<<<<

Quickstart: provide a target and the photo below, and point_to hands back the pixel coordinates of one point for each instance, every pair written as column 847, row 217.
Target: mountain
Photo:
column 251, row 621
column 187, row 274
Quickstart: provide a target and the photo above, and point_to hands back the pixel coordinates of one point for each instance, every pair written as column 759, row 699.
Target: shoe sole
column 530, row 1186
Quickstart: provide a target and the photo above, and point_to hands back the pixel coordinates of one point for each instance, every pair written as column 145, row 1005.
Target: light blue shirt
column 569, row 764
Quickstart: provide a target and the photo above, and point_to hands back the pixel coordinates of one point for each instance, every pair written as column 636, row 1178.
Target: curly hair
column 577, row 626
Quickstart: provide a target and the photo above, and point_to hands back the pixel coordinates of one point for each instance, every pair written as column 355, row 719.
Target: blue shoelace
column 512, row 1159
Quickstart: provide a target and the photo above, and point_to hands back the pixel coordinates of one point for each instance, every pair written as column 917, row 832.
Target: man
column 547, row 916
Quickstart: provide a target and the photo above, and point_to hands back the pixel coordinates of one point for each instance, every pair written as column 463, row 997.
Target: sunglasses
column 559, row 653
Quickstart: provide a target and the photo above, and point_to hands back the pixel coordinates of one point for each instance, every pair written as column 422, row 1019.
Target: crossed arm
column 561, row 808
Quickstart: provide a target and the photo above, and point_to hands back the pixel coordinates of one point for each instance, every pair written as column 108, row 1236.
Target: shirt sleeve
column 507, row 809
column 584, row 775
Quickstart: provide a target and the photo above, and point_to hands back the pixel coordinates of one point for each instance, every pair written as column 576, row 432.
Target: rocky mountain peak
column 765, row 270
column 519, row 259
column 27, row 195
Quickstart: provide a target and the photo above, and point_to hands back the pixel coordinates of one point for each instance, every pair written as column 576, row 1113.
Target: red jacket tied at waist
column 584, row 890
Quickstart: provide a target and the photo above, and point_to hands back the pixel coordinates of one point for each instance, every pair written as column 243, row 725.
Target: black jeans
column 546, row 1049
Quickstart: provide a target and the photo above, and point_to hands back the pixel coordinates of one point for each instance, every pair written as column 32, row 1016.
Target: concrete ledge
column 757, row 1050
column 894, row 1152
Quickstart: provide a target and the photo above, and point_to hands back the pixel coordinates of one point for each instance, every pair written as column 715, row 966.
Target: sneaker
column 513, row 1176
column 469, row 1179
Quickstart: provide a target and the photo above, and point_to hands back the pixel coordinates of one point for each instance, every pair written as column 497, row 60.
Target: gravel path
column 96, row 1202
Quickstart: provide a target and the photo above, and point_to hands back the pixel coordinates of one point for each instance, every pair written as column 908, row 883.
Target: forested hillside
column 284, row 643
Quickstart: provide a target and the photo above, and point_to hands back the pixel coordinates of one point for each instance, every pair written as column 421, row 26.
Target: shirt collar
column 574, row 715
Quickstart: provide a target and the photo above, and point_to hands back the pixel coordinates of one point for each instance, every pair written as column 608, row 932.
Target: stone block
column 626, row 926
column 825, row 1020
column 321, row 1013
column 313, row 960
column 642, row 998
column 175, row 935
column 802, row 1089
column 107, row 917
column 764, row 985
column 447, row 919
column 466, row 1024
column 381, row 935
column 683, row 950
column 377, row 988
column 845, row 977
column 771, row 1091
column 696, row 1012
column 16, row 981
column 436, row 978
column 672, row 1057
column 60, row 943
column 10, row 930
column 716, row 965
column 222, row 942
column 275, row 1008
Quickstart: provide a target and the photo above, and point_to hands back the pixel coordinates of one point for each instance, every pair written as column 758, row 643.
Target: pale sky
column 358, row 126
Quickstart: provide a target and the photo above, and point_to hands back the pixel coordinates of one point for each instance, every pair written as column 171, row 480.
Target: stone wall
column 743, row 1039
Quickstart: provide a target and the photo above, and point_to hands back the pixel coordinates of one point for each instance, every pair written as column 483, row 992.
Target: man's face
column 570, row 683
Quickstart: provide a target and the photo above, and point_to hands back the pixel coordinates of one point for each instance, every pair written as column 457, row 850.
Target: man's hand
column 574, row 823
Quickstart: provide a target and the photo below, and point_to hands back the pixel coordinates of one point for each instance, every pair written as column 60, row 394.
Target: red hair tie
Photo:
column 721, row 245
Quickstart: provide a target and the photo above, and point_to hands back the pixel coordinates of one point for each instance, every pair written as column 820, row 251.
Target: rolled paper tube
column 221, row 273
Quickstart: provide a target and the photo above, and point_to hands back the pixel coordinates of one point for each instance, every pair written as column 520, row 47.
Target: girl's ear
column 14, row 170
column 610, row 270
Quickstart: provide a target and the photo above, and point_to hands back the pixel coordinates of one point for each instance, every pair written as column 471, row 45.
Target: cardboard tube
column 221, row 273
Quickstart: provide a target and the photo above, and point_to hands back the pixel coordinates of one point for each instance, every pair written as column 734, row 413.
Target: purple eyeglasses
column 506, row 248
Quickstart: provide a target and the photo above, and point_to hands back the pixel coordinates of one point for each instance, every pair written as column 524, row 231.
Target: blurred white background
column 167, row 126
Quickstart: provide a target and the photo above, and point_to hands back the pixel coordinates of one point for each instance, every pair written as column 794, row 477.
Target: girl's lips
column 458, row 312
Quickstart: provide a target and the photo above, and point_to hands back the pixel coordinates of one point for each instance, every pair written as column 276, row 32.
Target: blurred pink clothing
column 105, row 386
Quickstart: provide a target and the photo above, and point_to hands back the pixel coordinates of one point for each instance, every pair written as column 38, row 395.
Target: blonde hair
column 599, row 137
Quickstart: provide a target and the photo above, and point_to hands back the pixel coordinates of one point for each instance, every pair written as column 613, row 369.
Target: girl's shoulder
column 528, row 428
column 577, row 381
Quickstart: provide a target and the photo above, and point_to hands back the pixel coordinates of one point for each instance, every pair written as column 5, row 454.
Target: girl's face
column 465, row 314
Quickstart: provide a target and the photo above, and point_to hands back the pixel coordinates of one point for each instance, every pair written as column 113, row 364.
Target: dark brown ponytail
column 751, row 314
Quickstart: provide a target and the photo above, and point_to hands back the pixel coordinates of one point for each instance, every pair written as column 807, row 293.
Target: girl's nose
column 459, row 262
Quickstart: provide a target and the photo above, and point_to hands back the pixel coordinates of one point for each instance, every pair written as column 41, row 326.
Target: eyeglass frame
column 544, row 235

>>>>

Each record above must be given again exactly.

# Task answer
Quickstart: provide a target and the photo below, and point_to hands back the pixel coordinates of one point for each instance, every pair written as column 847, row 217.
Target: mountain
Photo:
column 251, row 621
column 187, row 274
Quickstart: provide a target and the photo above, and point_to hands back the pixel coordinates of one point for each instance, every pair written as column 759, row 699.
Target: shoe sole
column 530, row 1186
Quickstart: provide a target and the photo above, and point_to hands back the pixel coordinates of one point for each instance, every pair written as column 145, row 1005.
Target: light blue shirt
column 569, row 764
Quickstart: provide a target and the photo above, and point_to hands back the pixel coordinates of one point for each instance, every pair written as column 636, row 1178.
Target: curly hair
column 577, row 626
Quickstart: provide a target and the photo above, and point_to hands back the pixel coordinates of one point for each instance, every pair written as column 355, row 719.
Target: blue shoelace
column 512, row 1159
Quickstart: provide a target and the photo above, and point_to hands back the pixel coordinates of one point for each instance, every pair written as column 917, row 832.
Target: man
column 547, row 916
Quickstart: provide a target and the photo above, and point_to hands back the pixel coordinates of one point for each instance, every pair written as column 463, row 997.
Target: sunglasses
column 559, row 653
Quickstart: provide a target and the photo above, and point_to hands back the pixel coordinates of one point for each instance, every pair written as column 422, row 1019.
Target: crossed arm
column 561, row 808
Quickstart: provide a target and the photo above, and point_to hands back the pixel coordinates of one point for each instance, every pair written as column 108, row 1236.
Target: shirt sleeve
column 507, row 809
column 584, row 775
Quickstart: provide a target and the photo above, and point_to hands back the pixel coordinates of one point for each instance, every pair written as column 576, row 432.
Target: rocky mountain peak
column 765, row 270
column 519, row 259
column 27, row 195
Quickstart: provide a target and the photo above, and point_to hands back the pixel coordinates of one point for each instance, every pair written as column 576, row 1113.
Target: red jacket tied at waist
column 584, row 890
Quickstart: provide a target and the photo above, and point_to hands back the pixel coordinates of one point for each instance, every pair written as column 243, row 725.
Target: black jeans
column 546, row 1049
Quickstart: provide a target and the photo above, and point_to hands back the pixel coordinates of one point for each instance, every pair written as column 32, row 1016.
Target: concrete ledge
column 757, row 1050
column 894, row 1152
Quickstart: provide a target and the photo above, and point_to hands back the pixel coordinates of one point for each instance, every pair written as column 715, row 966.
Target: sneaker
column 513, row 1176
column 469, row 1179
Quickstart: provide a target and the photo above, and point_to hands back the pixel coordinates of one point for each instance, every pair written as column 497, row 60.
Target: gravel path
column 96, row 1202
Quickstart: provide a target and the photo above, and point_to hands back the pixel coordinates of one point for each instance, every pair written as column 908, row 883.
Target: forested hillside
column 284, row 643
Quickstart: provide a target and the photo above, and point_to hands back the pixel coordinates of one point for each instance, every pair written as column 421, row 26.
Target: shirt collar
column 574, row 715
Quickstart: provide a target and the photo above, and point_to hands back the pixel coordinates of one point for each instance, every pair written as column 608, row 932.
Target: stone block
column 626, row 926
column 825, row 1020
column 321, row 1013
column 313, row 960
column 642, row 998
column 175, row 935
column 802, row 1089
column 107, row 917
column 764, row 985
column 447, row 919
column 466, row 1024
column 381, row 935
column 683, row 950
column 377, row 988
column 845, row 977
column 771, row 1091
column 696, row 1012
column 16, row 981
column 436, row 978
column 672, row 1057
column 60, row 943
column 10, row 930
column 716, row 965
column 222, row 942
column 275, row 1008
Quickstart: provide a target and the photo above, and point_to hands back the pixel coordinates of one point for each instance, every pair written as column 758, row 643.
Target: pale sky
column 358, row 126
Quickstart: provide a target and the photo above, and point_to hands back the pixel coordinates of one point for each instance, every pair written as column 171, row 480.
Target: stone wall
column 743, row 1039
Quickstart: provide a target and the photo above, and point_to hands back the pixel coordinates of one point for each instance, every pair written as column 483, row 992.
Target: man's face
column 570, row 683
Quickstart: provide a target and the photo above, and point_to hands back the pixel coordinates of one point for each instance, every pair written as column 457, row 850.
Target: man's hand
column 574, row 823
Quickstart: provide a target and the photo below, and point_to hands back the pixel coordinates of one point for each instance, every pair written as column 60, row 394.
Target: red hair tie
Photo:
column 721, row 245
Quickstart: provide a target and the photo above, and point_to hands back the pixel coordinates of one point for each instance, every pair written as column 820, row 251.
Target: rolled paper tube
column 221, row 273
Quickstart: provide a target and the photo above, and point_to hands back the pixel coordinates of one point for each instance, every pair written as column 520, row 47.
Target: girl's ear
column 14, row 170
column 610, row 270
Quickstart: provide a target and the photo above, and point_to hands back the pixel coordinates of one point for each instance, every pair written as column 471, row 45.
Target: cardboard tube
column 221, row 273
Quickstart: provide a target and the photo above, and point_to hands back the pixel coordinates of one point for each instance, every pair written as column 734, row 413.
Target: purple eyeglasses
column 506, row 248
Quickstart: provide a target and the photo above, and point_to hands back the pixel coordinates of one point for each instance, every pair written as column 524, row 231.
Target: blurred white background
column 167, row 126
Quickstart: provide a target and the photo above, and point_to hands back the pixel coordinates of one point for each instance, every pair written as column 794, row 477.
Target: girl's lips
column 458, row 312
Quickstart: provide a target and the photo above, and point_to hands back the pixel coordinates of one point for each instance, every pair written as column 276, row 32.
Target: blurred pink clothing
column 105, row 386
Quickstart: provide a target and the photo above, and point_to hands back the pixel coordinates of one point for each instance, every pair written as column 38, row 395.
Target: blonde hair
column 599, row 137
Quickstart: provide a target and the photo above, and point_to hands back the pixel coordinates of one point for each instance, every pair written as column 613, row 369.
Target: girl's shoulder
column 528, row 428
column 577, row 381
Quickstart: provide a target and the photo above, and point_to hands back the pixel coordinates of one point for each instance, every pair written as column 5, row 454.
Target: girl's face
column 465, row 314
Quickstart: provide a target and the photo above, and point_to hands back the pixel coordinates of one point for each instance, every pair written as column 113, row 364.
Target: dark brown ponytail
column 751, row 314
Quickstart: provide a target and the photo above, and point_to hands back the pixel coordinates of one point for each instance, every pair written as column 807, row 293.
Target: girl's nose
column 459, row 262
Quickstart: provide a target and the photo above, and point_to hands back the pixel coordinates of one point for each instance, every pair written as column 41, row 326.
Target: eyeglass frame
column 544, row 235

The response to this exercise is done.